» **ARTICLE**
[start]
ReORG - Intelligent File Organizer

A Python tool that automatically organizes files by analyzing their actual content, not just their names or extensions. Perfect for cleaning up messy download folders, organizing project files, or sorting any collection of mixed file types.

What It Does

ReORG uses content-aware detection to identify what files actually are, then organizes them intelligently:

Detects misnamed files: Finds JPEGs named .txt, PDFs with no extension, etc.
Smart categorization: Groups files by type, date, size, or project
Magic byte analysis: Reads file signatures to determine true file types
Version control detection: Groups files like app_v1.exe, app_v2.1.zip into organized folders
File compression: Organize files into archives (ZIP, TAR, TAR.GZ) with automatic cleanup
Flexible organization: Multiple sorting strategies based on your needs

Quick Start

# Clone and run
git clone https://github.com/foglomon/ReORG.git
cd ReORG
python sort.py

# This creates test files and shows you how it works

Basic Usage

from sort import FileSorter, CompressionFormat

# Create sorter and scan a folder
sorter = FileSorter()
files = sorter.scan_folder("path/to/messy/folder")

# Get recommendations
strategy = sorter.recommend_strategy()
print(f"Recommended: {strategy['strategy'].value}")
print(f"Reason: {strategy['reason']}")

# Preview organization (dry run)
plan = sorter.organize_files("organized_output", strategy['strategy'], dry_run=True)
print(sorter.get_summary(plan))

# Actually organize files
sorter.organize_files("organized_output", strategy['strategy'], dry_run=False)

# Or organize and compress into a ZIP archive
archive_path = sorter.organize_files(
    strategy=strategy['strategy'],
    dry_run=False,
    compression=CompressionFormat.ZIP
)
print(f"Created archive: {archive_path}")
[end]
In the file organizer page above, list the feature headings that appear under "What It Does".

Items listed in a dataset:
[start]
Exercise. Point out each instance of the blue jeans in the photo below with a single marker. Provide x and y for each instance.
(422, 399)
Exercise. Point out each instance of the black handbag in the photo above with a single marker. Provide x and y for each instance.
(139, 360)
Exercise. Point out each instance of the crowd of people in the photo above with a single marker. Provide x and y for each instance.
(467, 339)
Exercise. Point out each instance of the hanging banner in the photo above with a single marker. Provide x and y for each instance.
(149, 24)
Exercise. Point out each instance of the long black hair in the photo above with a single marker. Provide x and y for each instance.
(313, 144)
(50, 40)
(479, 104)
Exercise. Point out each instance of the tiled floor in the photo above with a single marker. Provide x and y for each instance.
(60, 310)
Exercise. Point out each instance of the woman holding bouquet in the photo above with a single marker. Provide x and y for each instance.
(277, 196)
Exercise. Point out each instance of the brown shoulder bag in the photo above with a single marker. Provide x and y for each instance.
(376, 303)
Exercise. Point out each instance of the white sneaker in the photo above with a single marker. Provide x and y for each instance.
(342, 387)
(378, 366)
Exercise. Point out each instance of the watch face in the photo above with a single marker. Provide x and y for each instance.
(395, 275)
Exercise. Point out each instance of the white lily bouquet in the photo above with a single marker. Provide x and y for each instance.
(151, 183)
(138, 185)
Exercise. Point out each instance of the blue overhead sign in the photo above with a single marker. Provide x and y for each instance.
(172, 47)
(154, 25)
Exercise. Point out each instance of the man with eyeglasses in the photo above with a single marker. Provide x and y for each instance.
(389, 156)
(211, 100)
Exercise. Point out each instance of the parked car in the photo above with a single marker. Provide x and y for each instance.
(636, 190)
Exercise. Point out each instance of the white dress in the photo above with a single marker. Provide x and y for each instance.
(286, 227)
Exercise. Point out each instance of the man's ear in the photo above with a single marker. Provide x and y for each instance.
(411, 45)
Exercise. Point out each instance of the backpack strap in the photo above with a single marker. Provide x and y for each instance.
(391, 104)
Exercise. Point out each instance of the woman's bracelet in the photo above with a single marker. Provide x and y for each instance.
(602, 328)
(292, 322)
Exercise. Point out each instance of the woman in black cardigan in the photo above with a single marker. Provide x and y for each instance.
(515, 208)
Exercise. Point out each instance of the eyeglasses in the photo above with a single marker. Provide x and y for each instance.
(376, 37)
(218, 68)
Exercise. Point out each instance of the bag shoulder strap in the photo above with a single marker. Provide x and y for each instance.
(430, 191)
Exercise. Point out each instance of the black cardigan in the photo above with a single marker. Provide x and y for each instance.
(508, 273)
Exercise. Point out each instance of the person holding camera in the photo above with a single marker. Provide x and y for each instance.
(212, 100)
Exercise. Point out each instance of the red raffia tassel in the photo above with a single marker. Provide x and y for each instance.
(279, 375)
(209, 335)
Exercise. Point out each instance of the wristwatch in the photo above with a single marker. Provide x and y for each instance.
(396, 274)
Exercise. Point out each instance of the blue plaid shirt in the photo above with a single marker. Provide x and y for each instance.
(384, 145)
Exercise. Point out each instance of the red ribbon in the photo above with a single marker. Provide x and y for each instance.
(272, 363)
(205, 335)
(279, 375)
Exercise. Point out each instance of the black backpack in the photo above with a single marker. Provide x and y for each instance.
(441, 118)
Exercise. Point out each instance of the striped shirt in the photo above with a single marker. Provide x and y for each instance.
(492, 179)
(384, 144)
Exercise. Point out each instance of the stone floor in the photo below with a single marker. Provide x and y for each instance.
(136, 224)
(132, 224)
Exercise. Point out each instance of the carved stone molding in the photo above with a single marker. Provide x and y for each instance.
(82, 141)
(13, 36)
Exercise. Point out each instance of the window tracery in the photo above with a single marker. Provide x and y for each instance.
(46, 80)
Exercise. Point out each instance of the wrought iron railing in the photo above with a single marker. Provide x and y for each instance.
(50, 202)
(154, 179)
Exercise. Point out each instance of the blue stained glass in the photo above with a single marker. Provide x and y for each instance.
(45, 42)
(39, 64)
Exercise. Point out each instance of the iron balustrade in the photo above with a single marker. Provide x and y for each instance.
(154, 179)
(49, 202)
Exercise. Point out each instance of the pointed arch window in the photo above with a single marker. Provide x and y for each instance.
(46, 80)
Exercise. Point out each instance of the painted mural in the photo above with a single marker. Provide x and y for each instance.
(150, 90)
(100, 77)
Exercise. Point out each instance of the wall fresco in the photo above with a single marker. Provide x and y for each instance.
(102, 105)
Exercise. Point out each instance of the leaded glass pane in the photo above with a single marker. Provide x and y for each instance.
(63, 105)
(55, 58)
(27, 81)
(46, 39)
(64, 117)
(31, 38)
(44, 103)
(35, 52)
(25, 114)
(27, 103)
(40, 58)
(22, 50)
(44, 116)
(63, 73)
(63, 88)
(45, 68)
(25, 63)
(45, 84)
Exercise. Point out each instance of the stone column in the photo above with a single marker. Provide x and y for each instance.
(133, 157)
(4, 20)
[end]
» **EXERCISE SOLUTION**
- Detects misnamed files
- Smart categorization
- Magic byte analysis
- Version control detection
- File compression
- Flexible organization